NO DEM NOMINEE YET FOR BA CO EXEC: It could be the end of next week before a winner can be declared in the Democratic primary for Baltimore County executive, a race that ended Tuesday night with the top three candidates separated by just over 1,000 votes, Pamela Wood reports in the Sun. Former state Del. Johnny Olszewski Jr. held a 346-vote lead over state Sen. Jim Brochin. County Councilwoman Vicki Almond was 727 votes behind Brochin. Elections officials say there are thousands of absentee and provisional ballots still to count.
COUNTING NOT OVER IN MO CO EXEC RACE: The vote-counting process to determine the Democratic nominee for Montgomery County executive is expected to play out over the next week as absentee and provisional ballots are counted. Andrew Metcalf of Bethesda Beat writes. Potomac businessman David Blair trails at-large County Council member Marc Elrich of Takoma Park by 452 votes after all the county’s primary election day precincts reported results. The count is also expected to decide the race for the Democratic nomination for the third District 16 delegate seat in which teacher Samir Paul holds a 118-vote lead over former ACLU public policy director Sara Love.
- Adam Pagnucco of the Seventh State blog does the somewhat wonky math to show Blair’s uphill path to victory with the uncounted ballots.
MO CO STATE HOUSE RACES: Del. Jeff Waldstreicher of Kensington Tuesday came out on top of what was the county’s most visible—and arguably its nastiest—state legislative race this year: the battle for the District 18 Senate seat held for the last 12 years by Democrat Rich Madaleno. Meanwhile, Dels. Marice Morales of Silver Spring and Shane Robinson of Montgomery Village became the county’s first sitting legislators in eight years to be ousted from office, losing their seats in District 19 and District 39, respectively. Andrew Metcalf reports in Bethesda Beat.

GIVEN ENTRIES:
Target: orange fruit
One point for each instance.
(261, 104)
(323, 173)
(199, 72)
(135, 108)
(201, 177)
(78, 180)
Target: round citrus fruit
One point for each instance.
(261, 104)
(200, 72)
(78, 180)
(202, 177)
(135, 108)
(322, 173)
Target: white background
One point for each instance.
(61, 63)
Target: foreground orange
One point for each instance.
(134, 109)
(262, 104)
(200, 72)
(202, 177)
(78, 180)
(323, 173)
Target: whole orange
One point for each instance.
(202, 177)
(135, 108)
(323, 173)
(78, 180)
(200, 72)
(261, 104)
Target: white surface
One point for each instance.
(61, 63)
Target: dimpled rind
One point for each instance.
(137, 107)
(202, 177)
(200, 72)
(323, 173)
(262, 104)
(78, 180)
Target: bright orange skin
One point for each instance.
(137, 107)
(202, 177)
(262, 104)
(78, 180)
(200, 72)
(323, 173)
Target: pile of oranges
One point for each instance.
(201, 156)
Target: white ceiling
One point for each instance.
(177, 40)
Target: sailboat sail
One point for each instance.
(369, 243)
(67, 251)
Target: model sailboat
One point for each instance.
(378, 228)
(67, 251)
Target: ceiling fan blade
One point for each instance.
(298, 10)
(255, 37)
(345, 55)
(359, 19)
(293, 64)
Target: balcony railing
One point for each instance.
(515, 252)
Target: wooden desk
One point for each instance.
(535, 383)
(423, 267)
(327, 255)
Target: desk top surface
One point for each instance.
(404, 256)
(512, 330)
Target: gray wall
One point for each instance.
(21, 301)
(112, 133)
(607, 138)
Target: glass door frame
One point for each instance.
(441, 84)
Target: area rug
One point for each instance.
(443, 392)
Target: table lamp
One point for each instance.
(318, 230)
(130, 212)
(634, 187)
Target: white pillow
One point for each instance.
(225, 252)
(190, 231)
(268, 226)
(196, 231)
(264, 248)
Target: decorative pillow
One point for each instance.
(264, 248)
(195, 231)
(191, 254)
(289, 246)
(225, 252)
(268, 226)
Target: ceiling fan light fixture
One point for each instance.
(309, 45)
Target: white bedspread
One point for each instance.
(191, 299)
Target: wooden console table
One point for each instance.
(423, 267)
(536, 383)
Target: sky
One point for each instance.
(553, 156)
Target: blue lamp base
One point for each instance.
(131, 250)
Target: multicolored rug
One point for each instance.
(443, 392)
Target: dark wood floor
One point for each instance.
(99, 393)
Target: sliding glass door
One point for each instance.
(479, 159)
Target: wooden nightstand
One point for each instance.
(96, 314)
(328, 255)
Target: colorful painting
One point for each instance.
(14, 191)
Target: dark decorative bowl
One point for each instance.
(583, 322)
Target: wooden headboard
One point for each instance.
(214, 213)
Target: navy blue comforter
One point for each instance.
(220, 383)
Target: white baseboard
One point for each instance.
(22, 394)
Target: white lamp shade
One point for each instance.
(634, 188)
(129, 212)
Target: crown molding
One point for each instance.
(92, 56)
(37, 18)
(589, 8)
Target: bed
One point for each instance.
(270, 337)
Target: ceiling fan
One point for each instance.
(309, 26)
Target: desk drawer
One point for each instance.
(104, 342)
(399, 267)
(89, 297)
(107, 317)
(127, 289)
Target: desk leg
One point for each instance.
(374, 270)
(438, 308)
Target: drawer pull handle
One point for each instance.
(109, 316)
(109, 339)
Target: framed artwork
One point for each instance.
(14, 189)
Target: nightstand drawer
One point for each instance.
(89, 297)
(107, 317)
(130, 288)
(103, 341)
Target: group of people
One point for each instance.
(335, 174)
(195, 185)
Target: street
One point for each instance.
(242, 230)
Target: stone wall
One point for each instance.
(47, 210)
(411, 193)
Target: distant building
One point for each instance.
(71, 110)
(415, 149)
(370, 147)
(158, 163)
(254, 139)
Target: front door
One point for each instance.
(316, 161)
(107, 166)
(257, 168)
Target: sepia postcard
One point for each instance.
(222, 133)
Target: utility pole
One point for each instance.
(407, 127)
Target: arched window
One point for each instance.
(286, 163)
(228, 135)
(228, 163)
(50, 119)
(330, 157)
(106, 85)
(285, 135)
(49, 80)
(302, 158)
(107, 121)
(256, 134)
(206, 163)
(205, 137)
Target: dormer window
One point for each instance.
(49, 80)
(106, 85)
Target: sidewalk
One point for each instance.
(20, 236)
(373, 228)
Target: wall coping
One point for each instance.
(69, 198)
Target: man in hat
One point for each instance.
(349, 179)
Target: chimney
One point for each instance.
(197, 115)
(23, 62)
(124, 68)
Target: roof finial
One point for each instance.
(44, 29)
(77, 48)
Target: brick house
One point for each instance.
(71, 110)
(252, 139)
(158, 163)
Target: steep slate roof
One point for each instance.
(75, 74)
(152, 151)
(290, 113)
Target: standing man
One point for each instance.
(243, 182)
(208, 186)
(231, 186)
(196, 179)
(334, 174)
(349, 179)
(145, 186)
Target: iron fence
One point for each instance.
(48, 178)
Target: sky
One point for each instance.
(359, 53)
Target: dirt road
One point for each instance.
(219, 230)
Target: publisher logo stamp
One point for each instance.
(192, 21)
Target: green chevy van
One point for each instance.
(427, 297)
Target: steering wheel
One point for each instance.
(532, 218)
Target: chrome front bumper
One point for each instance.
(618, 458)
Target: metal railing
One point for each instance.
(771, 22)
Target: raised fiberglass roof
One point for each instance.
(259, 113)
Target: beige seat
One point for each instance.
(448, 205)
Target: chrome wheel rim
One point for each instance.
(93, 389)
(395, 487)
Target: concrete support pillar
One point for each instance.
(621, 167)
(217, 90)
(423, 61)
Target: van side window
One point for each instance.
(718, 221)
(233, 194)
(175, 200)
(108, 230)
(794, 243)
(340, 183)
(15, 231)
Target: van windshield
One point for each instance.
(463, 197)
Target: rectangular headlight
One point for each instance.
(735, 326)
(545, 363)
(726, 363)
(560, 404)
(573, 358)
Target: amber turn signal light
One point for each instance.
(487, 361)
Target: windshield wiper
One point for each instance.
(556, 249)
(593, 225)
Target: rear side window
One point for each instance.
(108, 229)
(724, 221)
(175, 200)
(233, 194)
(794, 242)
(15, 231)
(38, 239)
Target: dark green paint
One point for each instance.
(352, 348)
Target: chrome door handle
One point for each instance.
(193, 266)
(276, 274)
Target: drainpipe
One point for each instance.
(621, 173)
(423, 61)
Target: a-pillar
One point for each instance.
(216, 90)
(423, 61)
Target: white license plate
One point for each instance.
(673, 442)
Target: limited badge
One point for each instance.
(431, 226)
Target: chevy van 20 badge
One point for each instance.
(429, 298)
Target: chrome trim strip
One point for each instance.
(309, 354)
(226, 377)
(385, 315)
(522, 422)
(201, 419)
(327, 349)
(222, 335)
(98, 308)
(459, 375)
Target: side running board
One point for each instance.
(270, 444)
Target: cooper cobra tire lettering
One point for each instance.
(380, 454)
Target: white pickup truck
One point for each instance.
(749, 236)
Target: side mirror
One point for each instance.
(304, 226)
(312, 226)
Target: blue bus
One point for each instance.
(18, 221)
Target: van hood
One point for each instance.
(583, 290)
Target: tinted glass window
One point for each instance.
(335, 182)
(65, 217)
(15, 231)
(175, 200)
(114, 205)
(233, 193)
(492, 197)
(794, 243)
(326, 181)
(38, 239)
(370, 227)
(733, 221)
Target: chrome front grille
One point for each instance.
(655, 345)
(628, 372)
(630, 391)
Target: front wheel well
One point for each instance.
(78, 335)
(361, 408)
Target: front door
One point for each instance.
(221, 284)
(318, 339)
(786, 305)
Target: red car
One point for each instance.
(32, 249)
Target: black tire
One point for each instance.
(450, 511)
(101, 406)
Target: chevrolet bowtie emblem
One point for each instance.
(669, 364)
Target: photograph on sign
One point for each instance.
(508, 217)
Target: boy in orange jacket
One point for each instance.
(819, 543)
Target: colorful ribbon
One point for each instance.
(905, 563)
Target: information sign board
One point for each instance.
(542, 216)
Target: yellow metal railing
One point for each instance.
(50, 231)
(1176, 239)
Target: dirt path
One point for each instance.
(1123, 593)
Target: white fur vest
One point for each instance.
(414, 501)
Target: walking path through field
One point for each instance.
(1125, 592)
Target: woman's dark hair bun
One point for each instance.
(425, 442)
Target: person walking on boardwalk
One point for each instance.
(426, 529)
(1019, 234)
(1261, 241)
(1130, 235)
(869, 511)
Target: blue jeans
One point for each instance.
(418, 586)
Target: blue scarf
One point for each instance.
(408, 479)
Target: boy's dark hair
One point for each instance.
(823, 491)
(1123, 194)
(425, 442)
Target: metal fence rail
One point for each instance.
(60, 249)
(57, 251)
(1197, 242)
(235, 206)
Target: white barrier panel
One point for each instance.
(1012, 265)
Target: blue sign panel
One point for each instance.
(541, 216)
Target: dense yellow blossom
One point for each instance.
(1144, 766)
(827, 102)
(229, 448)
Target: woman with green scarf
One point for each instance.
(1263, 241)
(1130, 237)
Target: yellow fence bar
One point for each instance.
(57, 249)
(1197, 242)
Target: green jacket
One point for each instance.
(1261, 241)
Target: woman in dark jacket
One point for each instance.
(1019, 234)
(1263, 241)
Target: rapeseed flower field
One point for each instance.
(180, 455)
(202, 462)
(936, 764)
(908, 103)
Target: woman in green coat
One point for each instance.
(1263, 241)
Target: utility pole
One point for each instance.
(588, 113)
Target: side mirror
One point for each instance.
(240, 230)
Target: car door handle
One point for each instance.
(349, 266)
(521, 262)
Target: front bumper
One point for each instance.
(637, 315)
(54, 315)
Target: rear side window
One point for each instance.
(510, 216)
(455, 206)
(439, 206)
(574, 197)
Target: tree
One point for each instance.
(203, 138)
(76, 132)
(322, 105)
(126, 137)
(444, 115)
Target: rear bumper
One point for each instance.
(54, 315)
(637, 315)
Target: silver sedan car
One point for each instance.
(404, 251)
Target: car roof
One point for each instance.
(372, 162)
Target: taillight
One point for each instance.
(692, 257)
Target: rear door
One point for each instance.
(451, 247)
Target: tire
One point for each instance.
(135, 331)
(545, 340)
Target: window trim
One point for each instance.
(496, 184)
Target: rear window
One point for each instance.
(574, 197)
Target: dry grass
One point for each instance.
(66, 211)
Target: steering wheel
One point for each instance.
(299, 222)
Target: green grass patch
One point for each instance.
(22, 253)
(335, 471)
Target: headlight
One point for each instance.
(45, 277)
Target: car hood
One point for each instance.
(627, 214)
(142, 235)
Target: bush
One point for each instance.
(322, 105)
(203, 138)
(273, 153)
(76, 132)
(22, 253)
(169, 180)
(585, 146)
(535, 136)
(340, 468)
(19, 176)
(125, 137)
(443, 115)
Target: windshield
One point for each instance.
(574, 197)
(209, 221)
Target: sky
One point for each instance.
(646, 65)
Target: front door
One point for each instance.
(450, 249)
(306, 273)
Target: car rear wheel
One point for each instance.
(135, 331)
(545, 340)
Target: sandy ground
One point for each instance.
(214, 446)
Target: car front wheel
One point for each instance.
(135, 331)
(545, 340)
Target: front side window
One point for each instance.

SHORT TASK A:
Answer these questions from the election roundup:
(i) By how many votes did Johnny Olszewski Jr. lead Jim Brochin?
(ii) Which candidate holds a 118-vote lead in the race for the third District 16 delegate seat?
(iii) Which Senate seat did Jeff Waldstreicher win?
SHORT TASK B: Quote the part of the election roundup that opens with the words containing "COUNTING NOT OVER" and closes with "director Sara Love.".
The listing has no connection to the election roundup.

TASK SOLUTION A:
(i) 346 votes
(ii) Samir Paul
(iii) The District 18 Senate seat

TASK SOLUTION B:
COUNTING NOT OVER IN MO CO EXEC RACE: The vote-counting process to determine the Democratic nominee for Montgomery County executive is expected to play out over the next week as absentee and provisional ballots are counted. Andrew Metcalf of Bethesda Beat writes. Potomac businessman David Blair trails at-large County Council member Marc Elrich of Takoma Park by 452 votes after all the county’s primary election day precincts reported results. The count is also expected to decide the race for the Democratic nomination for the third District 16 delegate seat in which teacher Samir Paul holds a 118-vote lead over former ACLU public policy director Sara Love.